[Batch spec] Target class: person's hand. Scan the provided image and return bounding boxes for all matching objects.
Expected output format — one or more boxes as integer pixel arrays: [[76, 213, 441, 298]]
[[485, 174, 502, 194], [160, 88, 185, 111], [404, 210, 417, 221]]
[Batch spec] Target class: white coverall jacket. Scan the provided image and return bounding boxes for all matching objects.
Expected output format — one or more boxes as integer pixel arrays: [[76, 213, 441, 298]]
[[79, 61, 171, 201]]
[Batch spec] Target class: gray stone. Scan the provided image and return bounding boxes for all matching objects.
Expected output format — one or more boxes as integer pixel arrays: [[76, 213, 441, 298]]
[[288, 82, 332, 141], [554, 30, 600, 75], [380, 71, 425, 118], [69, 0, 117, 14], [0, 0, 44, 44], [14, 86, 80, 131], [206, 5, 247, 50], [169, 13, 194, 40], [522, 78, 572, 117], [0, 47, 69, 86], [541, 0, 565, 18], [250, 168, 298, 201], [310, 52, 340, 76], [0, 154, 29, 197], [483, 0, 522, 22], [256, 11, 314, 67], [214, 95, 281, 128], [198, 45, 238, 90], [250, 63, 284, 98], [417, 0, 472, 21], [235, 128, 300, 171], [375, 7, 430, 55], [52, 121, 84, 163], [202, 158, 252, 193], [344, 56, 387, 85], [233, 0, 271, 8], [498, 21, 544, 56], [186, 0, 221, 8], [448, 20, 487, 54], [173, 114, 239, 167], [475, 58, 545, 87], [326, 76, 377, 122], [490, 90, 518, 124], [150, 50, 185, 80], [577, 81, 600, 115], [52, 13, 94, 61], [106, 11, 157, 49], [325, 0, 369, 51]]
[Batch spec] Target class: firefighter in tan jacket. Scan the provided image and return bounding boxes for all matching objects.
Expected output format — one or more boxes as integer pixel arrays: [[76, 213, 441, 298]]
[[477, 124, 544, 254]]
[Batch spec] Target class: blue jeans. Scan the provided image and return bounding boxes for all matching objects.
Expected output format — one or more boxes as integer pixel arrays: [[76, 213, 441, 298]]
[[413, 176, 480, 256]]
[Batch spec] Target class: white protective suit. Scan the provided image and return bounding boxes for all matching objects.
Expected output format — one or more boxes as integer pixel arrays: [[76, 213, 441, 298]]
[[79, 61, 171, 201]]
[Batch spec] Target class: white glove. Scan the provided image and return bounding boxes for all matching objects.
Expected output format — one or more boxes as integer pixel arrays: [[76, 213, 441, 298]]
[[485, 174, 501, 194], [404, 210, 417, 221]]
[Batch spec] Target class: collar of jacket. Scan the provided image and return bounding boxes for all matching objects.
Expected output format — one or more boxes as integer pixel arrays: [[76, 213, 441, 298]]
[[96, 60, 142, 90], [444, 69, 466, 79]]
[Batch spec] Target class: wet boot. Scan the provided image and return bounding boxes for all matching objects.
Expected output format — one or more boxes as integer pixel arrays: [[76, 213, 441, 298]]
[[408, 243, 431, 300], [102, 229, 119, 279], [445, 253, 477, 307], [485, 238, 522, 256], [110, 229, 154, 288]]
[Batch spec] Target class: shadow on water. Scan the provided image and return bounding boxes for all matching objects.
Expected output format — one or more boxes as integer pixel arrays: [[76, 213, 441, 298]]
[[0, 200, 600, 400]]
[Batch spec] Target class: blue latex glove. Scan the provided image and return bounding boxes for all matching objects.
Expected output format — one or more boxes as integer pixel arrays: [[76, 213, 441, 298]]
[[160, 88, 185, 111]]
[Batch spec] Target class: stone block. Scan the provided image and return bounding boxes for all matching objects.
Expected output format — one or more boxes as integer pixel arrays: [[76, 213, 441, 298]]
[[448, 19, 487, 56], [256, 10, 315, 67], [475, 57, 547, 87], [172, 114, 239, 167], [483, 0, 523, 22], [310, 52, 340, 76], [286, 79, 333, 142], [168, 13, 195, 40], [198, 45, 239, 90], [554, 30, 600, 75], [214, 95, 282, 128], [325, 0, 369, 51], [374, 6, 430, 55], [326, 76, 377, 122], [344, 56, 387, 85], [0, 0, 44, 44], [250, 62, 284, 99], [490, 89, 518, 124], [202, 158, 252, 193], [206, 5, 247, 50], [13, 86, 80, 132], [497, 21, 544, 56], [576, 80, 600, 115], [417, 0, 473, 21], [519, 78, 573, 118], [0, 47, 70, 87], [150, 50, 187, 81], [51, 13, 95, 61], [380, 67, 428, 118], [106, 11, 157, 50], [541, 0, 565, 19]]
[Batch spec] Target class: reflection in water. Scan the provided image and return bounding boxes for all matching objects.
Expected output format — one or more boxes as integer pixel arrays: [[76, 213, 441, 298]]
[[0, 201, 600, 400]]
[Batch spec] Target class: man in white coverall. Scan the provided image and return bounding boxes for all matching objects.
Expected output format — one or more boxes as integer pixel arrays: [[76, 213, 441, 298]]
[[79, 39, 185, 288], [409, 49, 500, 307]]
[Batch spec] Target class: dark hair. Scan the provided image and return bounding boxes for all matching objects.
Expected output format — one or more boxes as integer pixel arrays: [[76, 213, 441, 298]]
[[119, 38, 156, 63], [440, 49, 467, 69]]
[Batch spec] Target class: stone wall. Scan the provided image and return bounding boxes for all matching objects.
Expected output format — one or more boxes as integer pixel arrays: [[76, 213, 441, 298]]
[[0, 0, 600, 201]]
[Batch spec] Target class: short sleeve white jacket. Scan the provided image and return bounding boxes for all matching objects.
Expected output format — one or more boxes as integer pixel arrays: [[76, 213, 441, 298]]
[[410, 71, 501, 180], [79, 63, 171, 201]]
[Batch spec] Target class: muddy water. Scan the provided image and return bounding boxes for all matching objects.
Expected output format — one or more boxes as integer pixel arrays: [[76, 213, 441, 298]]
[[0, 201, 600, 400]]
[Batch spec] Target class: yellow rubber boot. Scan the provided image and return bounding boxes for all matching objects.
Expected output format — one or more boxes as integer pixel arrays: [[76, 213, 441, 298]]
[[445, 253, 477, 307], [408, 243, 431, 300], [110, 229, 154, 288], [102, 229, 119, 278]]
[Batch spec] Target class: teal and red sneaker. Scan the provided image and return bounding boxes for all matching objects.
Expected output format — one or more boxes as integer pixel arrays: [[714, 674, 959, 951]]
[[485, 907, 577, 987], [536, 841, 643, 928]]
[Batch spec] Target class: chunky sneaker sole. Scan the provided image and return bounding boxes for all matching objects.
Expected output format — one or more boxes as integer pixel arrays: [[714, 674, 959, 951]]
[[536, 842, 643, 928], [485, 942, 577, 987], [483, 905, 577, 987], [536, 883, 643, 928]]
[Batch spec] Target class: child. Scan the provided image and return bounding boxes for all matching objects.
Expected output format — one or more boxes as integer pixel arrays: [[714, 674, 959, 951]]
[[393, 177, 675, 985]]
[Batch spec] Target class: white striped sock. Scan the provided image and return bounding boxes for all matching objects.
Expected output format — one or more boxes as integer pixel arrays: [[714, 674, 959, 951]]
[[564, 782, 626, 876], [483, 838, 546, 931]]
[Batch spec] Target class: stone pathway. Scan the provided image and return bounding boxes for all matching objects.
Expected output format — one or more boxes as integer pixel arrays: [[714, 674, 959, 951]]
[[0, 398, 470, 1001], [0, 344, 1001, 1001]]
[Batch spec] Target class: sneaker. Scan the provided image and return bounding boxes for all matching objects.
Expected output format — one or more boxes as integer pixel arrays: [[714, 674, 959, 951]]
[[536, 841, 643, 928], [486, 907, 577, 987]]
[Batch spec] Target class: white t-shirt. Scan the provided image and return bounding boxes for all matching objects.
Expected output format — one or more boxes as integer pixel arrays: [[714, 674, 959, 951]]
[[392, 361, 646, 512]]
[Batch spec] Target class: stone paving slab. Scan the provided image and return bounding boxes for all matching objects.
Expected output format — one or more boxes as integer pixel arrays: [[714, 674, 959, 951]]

──────

◆ TASK OBJECTIVE: Reproduce every line of the listing from the one containing "[Batch spec] Target class: teal" through the end of the listing, both ends included. Keep the requests and format samples unchanged, and shift each bounding-box coordinate in the answers up by 128.

◆ PROBLEM SOLUTION:
[Batch spec] Target class: teal and red sneaker. Scan the provided image and return bounding boxes for all matching objects.
Expected output format — one or more boxes as integer pixel arrays: [[714, 674, 959, 951]]
[[613, 1035, 705, 1115], [664, 969, 771, 1056]]
[Batch spec] Target class: chunky sneaker sole. Scan the provided image and return bounding boxes for all matching objects.
Expected output format — one or more boxes as integer pixel arrays: [[714, 674, 959, 951]]
[[664, 970, 771, 1056], [613, 1070, 705, 1115], [611, 1033, 705, 1115], [664, 1011, 771, 1056]]
[Batch spec] Target class: child. Scan the provided image and return bounding boxes for all matching objects.
Expected output format — one or more boxes as integer pixel arrays: [[714, 674, 959, 951]]
[[521, 305, 803, 1113]]
[Batch spec] Target class: white striped sock. Scan the provided image and return bounding boxes for all matching objects.
Expected output format — one or more boxes as integer pixel arrays: [[714, 674, 959, 951]]
[[692, 910, 754, 1004], [611, 966, 674, 1059]]
[Batch spec] Target class: stone pathway. Scan the provided image and return bounding boxes for all matching objects.
Expected output format — one or more boxes as integer pixel arrays: [[714, 674, 959, 951]]
[[128, 526, 598, 1129], [128, 472, 1129, 1129]]
[Batch spec] Target class: sneaker. Scan the provided image and return bounding boxes for all matching objects.
Expected output format — one or more boxes as integer pixel arrays: [[714, 674, 959, 951]]
[[664, 969, 771, 1056], [614, 1035, 705, 1115]]
[Batch spec] Target class: white t-shirt. Scan the provided image and return bounding boxes for all matching objects.
Expected output format — one or more boxes as integer pixel arrays: [[714, 674, 959, 951]]
[[520, 489, 774, 640]]
[Batch spec] Target class: stone paving slab. Scan the provided image and return bounding boxes for all matching objects.
Expected output format — one or more boxes as integer pixel arrays: [[714, 674, 959, 951]]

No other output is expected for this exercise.